Direction: Can you reproduce word for word everything in the material, from the line containing "job: give the outline of every instance of the man's" down to the very end of the material, including both of those lines?

++++++++++

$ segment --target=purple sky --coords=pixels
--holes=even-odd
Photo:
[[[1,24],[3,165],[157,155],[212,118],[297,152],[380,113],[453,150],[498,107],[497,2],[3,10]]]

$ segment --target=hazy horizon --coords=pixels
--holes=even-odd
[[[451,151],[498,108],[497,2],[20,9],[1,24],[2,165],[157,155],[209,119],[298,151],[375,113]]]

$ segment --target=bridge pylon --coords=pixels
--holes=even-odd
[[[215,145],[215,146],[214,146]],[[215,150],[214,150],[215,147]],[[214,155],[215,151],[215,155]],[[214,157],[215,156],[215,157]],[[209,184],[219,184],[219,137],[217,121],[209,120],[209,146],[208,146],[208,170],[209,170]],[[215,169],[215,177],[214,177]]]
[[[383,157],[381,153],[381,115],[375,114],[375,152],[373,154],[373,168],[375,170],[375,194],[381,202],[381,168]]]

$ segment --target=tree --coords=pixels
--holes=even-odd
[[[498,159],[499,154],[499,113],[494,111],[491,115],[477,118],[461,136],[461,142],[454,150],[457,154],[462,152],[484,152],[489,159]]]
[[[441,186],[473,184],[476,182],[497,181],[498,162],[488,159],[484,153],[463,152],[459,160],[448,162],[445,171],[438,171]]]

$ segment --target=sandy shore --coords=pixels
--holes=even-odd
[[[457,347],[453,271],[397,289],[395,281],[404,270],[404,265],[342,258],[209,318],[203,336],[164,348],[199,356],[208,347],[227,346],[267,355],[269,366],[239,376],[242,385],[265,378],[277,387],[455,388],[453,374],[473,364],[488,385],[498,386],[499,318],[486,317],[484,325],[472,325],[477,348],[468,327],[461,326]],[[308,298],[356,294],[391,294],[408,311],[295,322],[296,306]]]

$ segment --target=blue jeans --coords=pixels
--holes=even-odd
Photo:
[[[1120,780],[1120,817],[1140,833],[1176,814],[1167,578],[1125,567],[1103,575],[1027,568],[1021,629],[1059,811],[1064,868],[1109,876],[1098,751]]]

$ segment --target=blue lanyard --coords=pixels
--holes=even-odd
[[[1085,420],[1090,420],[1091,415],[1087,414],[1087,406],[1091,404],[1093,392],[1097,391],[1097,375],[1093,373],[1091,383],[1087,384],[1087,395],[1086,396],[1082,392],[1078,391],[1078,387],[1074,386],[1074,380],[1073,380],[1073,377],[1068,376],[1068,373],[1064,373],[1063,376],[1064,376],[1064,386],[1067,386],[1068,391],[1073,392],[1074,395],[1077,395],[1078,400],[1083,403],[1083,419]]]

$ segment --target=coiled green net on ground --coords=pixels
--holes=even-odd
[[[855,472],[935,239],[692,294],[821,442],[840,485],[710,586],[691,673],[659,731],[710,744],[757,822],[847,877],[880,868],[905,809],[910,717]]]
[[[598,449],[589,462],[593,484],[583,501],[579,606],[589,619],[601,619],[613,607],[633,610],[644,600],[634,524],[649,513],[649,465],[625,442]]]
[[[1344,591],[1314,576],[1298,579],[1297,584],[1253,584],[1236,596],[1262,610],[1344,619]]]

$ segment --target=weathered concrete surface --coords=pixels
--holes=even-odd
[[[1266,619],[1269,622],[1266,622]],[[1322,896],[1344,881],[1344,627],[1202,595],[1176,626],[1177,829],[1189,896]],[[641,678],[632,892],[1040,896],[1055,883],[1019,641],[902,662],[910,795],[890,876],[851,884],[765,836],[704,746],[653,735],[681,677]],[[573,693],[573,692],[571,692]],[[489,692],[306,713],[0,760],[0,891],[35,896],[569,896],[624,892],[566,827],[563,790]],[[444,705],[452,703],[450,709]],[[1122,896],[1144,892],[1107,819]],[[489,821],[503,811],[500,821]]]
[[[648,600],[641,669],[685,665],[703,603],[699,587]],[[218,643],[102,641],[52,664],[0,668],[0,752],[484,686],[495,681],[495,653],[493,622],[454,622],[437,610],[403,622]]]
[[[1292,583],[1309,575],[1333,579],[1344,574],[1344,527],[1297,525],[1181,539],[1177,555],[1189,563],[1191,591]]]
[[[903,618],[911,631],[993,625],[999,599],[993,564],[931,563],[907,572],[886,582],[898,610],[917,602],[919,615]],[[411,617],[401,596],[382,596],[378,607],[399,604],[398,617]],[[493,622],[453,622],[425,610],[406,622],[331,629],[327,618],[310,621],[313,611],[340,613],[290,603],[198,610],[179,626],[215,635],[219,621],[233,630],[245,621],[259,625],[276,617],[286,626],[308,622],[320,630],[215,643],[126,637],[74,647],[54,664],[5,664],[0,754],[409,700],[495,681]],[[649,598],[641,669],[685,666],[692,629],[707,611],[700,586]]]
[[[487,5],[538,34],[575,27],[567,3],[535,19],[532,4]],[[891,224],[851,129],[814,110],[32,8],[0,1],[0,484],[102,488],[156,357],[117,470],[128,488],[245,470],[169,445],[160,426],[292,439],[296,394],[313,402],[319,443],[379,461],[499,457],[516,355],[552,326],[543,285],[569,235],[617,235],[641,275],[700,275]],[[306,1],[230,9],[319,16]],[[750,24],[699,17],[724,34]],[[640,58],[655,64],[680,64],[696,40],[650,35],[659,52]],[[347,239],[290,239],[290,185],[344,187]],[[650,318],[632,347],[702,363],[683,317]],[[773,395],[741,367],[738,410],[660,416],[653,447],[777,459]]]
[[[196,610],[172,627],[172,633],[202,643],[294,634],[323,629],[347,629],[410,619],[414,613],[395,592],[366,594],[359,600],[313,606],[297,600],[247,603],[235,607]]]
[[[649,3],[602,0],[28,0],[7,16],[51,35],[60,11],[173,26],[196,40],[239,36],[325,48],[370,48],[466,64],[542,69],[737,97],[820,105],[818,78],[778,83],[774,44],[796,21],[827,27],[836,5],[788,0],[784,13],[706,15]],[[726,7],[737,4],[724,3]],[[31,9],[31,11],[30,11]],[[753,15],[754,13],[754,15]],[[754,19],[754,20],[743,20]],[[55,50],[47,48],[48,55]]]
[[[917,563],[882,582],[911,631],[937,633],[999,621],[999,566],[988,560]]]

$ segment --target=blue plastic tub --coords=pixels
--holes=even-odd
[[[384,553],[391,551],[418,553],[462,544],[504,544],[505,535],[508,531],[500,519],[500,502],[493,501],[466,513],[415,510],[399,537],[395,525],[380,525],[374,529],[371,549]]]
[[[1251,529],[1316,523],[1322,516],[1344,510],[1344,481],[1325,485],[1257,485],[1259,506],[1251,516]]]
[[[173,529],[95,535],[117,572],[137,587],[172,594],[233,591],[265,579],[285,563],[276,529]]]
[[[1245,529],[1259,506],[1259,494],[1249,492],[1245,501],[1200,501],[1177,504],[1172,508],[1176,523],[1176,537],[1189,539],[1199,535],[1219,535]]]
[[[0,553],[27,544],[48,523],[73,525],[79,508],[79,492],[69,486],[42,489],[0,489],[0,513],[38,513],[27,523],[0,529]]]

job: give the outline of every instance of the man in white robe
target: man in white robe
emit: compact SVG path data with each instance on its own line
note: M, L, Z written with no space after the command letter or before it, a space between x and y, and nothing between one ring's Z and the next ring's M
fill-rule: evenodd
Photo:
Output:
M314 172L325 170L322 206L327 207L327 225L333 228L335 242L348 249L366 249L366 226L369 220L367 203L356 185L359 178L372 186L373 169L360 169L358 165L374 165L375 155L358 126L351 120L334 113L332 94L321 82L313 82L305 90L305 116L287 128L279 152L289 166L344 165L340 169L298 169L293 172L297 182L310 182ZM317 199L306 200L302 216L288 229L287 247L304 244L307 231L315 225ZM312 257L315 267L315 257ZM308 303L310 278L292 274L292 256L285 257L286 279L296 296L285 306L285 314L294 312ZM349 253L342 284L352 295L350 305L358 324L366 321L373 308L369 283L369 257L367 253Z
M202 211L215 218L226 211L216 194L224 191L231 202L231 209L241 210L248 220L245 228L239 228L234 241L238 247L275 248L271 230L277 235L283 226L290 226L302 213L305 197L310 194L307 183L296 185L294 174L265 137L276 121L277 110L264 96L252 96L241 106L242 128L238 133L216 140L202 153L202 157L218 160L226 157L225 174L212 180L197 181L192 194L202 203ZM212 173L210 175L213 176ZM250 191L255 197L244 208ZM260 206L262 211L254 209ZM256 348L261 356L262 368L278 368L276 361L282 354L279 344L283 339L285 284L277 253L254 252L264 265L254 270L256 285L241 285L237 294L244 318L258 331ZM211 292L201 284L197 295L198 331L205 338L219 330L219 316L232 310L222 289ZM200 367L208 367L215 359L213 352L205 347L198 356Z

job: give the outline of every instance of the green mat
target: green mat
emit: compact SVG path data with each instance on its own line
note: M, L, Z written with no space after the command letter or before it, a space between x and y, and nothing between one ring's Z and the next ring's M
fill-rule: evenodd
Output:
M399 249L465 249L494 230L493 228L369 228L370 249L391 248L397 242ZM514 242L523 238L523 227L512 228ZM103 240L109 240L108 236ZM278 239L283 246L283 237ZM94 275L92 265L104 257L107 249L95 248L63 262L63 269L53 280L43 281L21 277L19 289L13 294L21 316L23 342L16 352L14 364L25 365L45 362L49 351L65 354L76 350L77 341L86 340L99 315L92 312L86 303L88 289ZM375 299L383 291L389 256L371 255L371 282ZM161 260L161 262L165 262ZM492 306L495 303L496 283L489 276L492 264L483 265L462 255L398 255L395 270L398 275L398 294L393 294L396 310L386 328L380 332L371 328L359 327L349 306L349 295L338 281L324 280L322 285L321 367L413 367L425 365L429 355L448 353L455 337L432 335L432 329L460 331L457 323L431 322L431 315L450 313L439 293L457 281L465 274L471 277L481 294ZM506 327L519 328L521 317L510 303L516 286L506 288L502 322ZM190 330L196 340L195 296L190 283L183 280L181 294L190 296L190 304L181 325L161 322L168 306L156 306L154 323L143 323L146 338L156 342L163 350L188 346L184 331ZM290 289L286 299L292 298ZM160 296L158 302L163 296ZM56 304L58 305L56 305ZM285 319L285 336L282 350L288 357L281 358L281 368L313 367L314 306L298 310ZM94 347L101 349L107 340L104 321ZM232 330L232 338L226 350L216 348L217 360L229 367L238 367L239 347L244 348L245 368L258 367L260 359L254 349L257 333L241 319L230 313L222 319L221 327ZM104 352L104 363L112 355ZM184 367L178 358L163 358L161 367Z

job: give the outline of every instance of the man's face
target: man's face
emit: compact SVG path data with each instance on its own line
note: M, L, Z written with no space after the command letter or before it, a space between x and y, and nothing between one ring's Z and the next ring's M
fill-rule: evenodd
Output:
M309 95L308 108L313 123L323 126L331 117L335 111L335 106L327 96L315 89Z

++++++++++

The output:
job: give the outline of every instance of the man's face
target: man's face
emit: compact SVG path data with each instance on its own line
note: M, L, Z written with no space after the command letter or before it, a space between x and y, and nothing between one ring's Z and the next ring's M
fill-rule: evenodd
Output:
M309 95L308 108L313 123L323 126L331 117L335 111L335 106L327 96L315 89Z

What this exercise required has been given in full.